Eismayer, mit Leib und Seele Soldat, tritt auch deshalb so ruppig auf, weil er ein Geheimnis verbirgt. Er ist schwul und fürchtet, im Job als Schwuchtel ausge­grenzt zu werden, falls seine Neigungen ans Licht kommen sollten. Privat gibt er sich als liebe­voller Fami­li­en­vater, der jedoch seine sexuellen Vorlieben vor Ehefrau Christine (Julia Koschitz) und dem kleinen Sohn Dominik (Lion Tazber) verbirgt. Wenn er angeblich mal wieder länger Dienst schieben muss, trifft er sich in Wahrheit in der Stadt mit Männern zum schnellen anonymen Sex.

Doch dann übernimmt der Vize­leut­nant eine neue Gruppe junger Rekruten. Aus ihnen sticht der selbst­be­wusste und gut ausse­hende Mario Falak (Luka Dimić) heraus, der aus dem früheren Jugo­sla­wien stammt und seine Homo­se­xua­lität nicht versteckt. Bei einer schwie­rigen Gelän­deü­bung kommen sich Ausbilder und Auszu­bil­dender näher. Als Eismayer merkt, dass aus der anfäng­li­chen Faszi­na­tion roman­ti­sche Gefühle geworden sind, offenbart er sich seiner Frau, die sich prompt von ihm trennt und mit dem Sohn aus der Wohnung auszieht. Nun kann der Vize­leut­nant seinen Lover ungestört zu Hause empfangen. Doch dann wird bei ihm Lungen­krebs entdeckt.

[Datenauszüge]
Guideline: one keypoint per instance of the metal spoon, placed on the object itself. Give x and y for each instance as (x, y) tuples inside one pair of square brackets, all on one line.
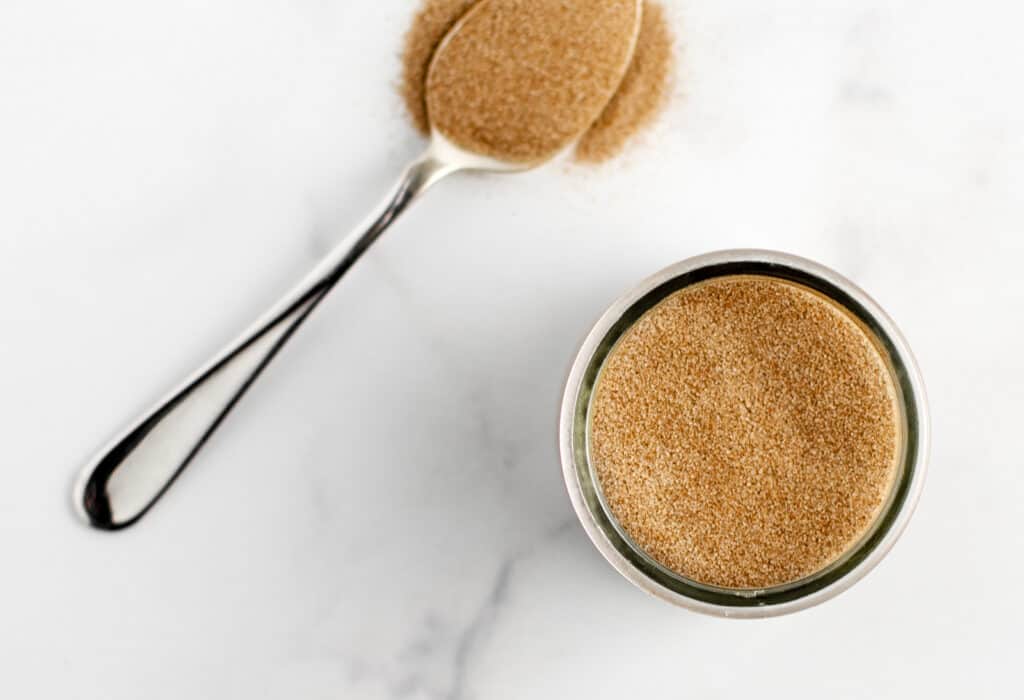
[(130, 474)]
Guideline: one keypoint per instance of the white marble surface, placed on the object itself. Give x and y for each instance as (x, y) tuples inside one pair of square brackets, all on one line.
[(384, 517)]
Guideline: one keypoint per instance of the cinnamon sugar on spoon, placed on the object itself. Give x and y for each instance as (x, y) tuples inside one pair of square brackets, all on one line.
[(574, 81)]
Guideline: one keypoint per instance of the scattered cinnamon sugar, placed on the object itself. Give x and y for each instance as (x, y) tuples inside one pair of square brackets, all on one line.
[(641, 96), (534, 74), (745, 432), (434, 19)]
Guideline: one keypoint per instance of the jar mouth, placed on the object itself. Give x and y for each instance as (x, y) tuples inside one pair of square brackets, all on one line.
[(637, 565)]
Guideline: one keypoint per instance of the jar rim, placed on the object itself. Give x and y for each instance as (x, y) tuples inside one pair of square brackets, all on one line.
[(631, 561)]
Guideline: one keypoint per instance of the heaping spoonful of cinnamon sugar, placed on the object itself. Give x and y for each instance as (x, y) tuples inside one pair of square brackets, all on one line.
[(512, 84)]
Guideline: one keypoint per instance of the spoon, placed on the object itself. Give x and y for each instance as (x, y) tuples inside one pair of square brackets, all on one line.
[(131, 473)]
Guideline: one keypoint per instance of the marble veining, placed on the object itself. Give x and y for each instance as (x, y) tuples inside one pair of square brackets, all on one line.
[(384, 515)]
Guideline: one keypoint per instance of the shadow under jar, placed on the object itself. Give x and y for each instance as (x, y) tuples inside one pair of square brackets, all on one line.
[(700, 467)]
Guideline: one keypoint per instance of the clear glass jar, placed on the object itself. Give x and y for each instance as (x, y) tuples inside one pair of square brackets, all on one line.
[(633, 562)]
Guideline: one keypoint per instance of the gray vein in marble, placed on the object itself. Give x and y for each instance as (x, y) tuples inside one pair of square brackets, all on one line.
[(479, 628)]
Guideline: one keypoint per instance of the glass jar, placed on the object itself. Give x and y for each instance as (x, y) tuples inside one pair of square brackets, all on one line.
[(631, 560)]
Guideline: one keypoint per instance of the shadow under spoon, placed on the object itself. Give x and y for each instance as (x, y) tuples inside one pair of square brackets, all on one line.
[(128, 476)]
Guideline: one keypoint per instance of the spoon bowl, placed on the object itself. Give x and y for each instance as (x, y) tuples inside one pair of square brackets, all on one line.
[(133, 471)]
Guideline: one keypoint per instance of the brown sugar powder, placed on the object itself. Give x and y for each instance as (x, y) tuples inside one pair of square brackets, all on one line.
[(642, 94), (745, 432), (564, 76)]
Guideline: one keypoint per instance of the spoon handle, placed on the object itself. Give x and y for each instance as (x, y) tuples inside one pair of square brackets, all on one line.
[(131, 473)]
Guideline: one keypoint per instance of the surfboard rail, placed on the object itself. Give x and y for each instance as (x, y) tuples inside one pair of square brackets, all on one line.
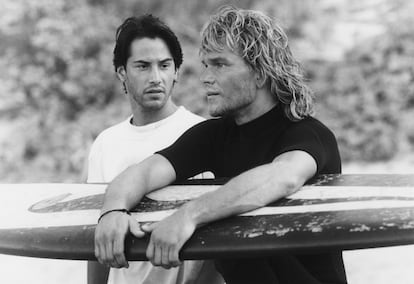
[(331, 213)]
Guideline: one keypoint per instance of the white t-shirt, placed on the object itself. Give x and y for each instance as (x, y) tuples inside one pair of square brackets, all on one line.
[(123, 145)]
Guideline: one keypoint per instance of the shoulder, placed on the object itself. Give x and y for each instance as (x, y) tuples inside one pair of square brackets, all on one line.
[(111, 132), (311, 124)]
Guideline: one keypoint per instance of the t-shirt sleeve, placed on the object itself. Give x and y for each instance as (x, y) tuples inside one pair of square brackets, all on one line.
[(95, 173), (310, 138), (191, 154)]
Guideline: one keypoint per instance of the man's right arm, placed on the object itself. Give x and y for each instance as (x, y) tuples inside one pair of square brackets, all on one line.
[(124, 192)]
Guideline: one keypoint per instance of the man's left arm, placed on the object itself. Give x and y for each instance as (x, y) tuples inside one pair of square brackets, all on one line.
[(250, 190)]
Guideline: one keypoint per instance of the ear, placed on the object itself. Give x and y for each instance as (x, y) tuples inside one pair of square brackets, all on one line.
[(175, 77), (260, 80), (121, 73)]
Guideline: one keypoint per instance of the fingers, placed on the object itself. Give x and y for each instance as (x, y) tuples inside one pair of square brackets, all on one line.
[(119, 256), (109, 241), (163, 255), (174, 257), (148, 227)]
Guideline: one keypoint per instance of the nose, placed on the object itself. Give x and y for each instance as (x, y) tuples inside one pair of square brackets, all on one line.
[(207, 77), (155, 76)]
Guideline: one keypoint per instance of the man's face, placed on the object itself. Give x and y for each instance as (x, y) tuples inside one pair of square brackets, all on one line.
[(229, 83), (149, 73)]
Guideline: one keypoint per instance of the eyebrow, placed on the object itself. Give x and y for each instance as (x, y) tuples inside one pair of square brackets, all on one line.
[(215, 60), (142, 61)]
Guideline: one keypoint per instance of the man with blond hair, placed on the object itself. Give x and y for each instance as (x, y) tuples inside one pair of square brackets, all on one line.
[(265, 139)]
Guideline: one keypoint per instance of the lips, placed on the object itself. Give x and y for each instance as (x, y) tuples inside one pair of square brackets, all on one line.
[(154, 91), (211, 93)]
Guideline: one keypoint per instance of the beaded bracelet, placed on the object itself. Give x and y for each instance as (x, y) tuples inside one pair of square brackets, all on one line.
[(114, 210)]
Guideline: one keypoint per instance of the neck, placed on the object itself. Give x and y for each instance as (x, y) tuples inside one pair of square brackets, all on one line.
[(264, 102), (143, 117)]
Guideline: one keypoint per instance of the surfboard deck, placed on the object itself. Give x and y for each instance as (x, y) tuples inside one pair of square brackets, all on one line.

--- AUFGABE A ---
Prüfe anhand des Textes über Eismayer, ob die Aussagen (i) „Eismayer verbirgt seine sexuellen Vorlieben vor seiner Ehefrau“, (ii) „Nach Eismayers Geständnis bleibt seine Frau mit dem Sohn in der Wohnung“ und (iii) „Eismayer trifft sich in der Stadt mit Männern“ zutreffen. Antworte jeweils mit Ja oder Nein und zitiere die entscheidenden Worte des Textes wörtlich.
--- AUFGABE B ---
Nenne alle Schauspielerinnen und Schauspieler, deren Namen im Text über Eismayer in Klammern stehen.
--- AUFGABE C ---
Führe den Text über Eismayer nach dem Satz über die Entdeckung des Lungenkrebses weiter.
Die Zeilen sind eigenständiges Material und vom Text getrennt zu betrachten.

--- ERWARTETE AUSGABE A ---
(i) Ja: „der jedoch seine sexuellen Vorlieben vor Ehefrau Christine (Julia Koschitz) und dem kleinen Sohn Dominik (Lion Tazber) verbirgt“
(ii) Nein: „die sich prompt von ihm trennt und mit dem Sohn aus der Wohnung auszieht“
(iii) Ja: „trifft er sich in Wahrheit in der Stadt mit Männern zum schnellen anonymen Sex“

--- ERWARTETE AUSGABE B ---
Julia Koschitz, Lion Tazber, Luka Dimić

--- ERWARTETE AUSGABE C ---
Gegenüber dem realen Fall hat Wagner, der 1982 geboren wurde, bei Wien aufwuchs und an der New Yorker Tisch School of the Arts und der Hamburg Media School studierte, sich eine üppige Portion künst­le­ri­scher Frei­heiten genommen. Etwa mit der finalen Szene, in der Eismayer in einen Wagen springt und losrast, um Mario zurück­zu­ge­winnen. Das ist auch dem öster­rei­chi­schen Bundes­heer aufge­fallen, das die Dreh­ar­beiten an Origi­nal­schau­plätzen wie einer Kaserne oder einem Manö­ver­gelände geneh­migte. In einem Statement hält das auf sein Image bedachte Militär fest: »Die in dieser drama­tur­gisch aufbe­rei­teten, fiktio­nalen Darstel­lung trans­fe­rierte Ausdrucks­weise der Prot­ago­nisten und die gezeigte Ausbil­dungs­me­thodik entspre­chen nicht dem aktuellen Selbst­ver­ständnis des Bundes­heeres.« Vielmehr lege man schon seit geraumer Zeit Wert auf einen »korrekten Umgang mitein­ander« und eine »Feedback-Kultur«.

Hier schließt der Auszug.